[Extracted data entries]
•••••

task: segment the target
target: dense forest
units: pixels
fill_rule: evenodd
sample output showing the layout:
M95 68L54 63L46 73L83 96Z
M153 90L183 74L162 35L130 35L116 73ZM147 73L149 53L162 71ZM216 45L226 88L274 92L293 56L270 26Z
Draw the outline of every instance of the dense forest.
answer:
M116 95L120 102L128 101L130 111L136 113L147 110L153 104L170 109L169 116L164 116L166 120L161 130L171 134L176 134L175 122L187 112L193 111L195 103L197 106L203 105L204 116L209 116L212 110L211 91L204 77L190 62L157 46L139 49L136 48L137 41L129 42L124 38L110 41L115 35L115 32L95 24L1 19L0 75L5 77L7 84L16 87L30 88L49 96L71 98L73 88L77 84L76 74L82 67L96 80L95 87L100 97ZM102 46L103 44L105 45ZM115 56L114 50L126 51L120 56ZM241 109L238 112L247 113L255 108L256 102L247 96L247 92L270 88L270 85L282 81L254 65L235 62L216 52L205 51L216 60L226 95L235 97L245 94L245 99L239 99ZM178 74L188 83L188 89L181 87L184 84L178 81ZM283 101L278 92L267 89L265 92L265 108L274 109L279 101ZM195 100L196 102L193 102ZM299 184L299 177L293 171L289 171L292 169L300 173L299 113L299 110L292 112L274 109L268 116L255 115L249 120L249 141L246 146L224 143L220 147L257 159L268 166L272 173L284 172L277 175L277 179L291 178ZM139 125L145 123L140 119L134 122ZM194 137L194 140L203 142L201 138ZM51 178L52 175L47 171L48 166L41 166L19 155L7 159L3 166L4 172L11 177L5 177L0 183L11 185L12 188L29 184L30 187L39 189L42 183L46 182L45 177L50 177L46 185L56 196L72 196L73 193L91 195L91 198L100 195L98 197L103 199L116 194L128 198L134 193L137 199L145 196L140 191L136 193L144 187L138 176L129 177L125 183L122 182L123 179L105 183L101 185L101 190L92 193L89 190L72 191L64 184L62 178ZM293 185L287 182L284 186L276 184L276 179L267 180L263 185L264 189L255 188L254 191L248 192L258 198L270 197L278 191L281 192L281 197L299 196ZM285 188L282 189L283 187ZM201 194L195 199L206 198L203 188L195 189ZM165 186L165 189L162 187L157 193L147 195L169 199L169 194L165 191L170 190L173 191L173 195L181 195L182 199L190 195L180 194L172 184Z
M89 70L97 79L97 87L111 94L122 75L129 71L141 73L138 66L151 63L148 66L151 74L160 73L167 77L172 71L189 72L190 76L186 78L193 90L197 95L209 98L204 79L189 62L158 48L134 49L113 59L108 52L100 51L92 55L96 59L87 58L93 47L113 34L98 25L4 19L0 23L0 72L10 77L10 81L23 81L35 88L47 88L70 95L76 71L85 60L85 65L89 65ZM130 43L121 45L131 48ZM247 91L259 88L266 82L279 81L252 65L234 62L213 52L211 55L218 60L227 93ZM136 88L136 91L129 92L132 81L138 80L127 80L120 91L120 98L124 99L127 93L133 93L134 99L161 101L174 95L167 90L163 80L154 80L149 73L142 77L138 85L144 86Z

•••••

• Problem: Take the entries above and transcribe them in full.

• Exercise result:
task: segment the target
target: dense forest
units: pixels
fill_rule: evenodd
sample output showing the layout:
M95 68L54 63L46 73L83 96Z
M153 90L183 74L162 35L130 35L116 73ZM147 73L149 53L162 71ZM216 45L226 88L274 92L293 56L270 26Z
Draw the outline of every instance of the dense forest.
answer:
M116 95L120 102L128 101L130 111L136 113L147 110L153 104L170 109L169 116L164 116L166 120L161 130L171 134L176 134L175 122L187 112L193 111L195 103L197 106L203 105L204 116L209 116L212 110L211 91L204 77L190 62L157 46L139 49L136 48L137 41L129 42L124 38L110 41L115 35L115 32L95 24L1 19L0 75L5 77L7 84L16 87L30 88L49 96L71 98L73 88L77 84L76 74L82 67L96 80L95 87L100 97ZM102 46L103 44L105 45ZM115 56L114 50L126 51L120 56ZM241 109L238 112L247 113L255 108L256 102L247 96L247 92L270 88L270 85L282 81L254 65L235 62L216 52L205 51L216 60L226 95L235 97L245 94L245 99L239 99ZM178 74L188 83L188 89L181 87L184 84L178 81ZM283 101L278 92L267 89L265 92L265 108L274 109L279 101ZM195 100L196 102L193 102ZM299 184L299 177L293 171L289 171L292 169L300 173L299 113L299 110L292 112L274 109L268 116L255 115L249 120L249 141L246 146L224 143L220 147L257 159L268 166L272 173L284 172L277 175L277 179L291 178ZM139 125L145 123L140 119L134 122ZM194 137L194 140L203 142L201 138ZM51 178L52 175L47 171L48 166L41 166L19 155L7 159L3 166L4 172L11 177L5 177L0 183L11 185L12 188L29 184L30 187L39 189L42 183L46 182L45 177L50 177L46 185L56 196L72 196L73 193L91 195L91 198L100 195L98 197L103 199L116 194L128 198L134 193L137 199L145 196L140 191L136 193L144 187L138 176L129 177L125 183L122 182L123 179L105 183L101 185L101 190L92 193L89 190L72 191L64 184L62 178ZM293 185L287 182L284 186L276 184L276 179L267 180L263 185L264 189L255 188L254 191L248 192L258 198L270 197L278 191L281 192L281 197L299 196ZM285 188L282 189L283 187ZM201 194L195 199L206 198L203 188L195 189ZM165 186L165 189L162 187L157 193L147 195L169 199L169 194L165 191L170 190L173 191L173 195L181 195L182 199L190 195L180 194L172 184Z
M89 70L97 79L97 87L111 94L122 75L129 71L141 73L138 66L151 63L148 66L151 74L160 73L167 77L172 71L189 72L190 76L186 78L193 90L197 95L209 98L204 79L189 62L158 48L134 49L113 59L108 52L100 51L92 55L96 59L87 58L93 47L113 34L98 25L4 19L0 23L0 72L10 77L10 81L23 81L35 88L47 88L70 95L76 71L85 60L85 65L89 65ZM130 43L121 45L131 48ZM247 91L259 88L266 82L279 81L252 65L234 62L213 52L211 55L218 60L227 93ZM136 88L136 91L129 92L132 81L138 80L127 80L120 91L120 98L124 99L127 93L133 93L134 99L161 101L174 95L167 90L163 80L154 80L149 73L142 77L138 85L144 86Z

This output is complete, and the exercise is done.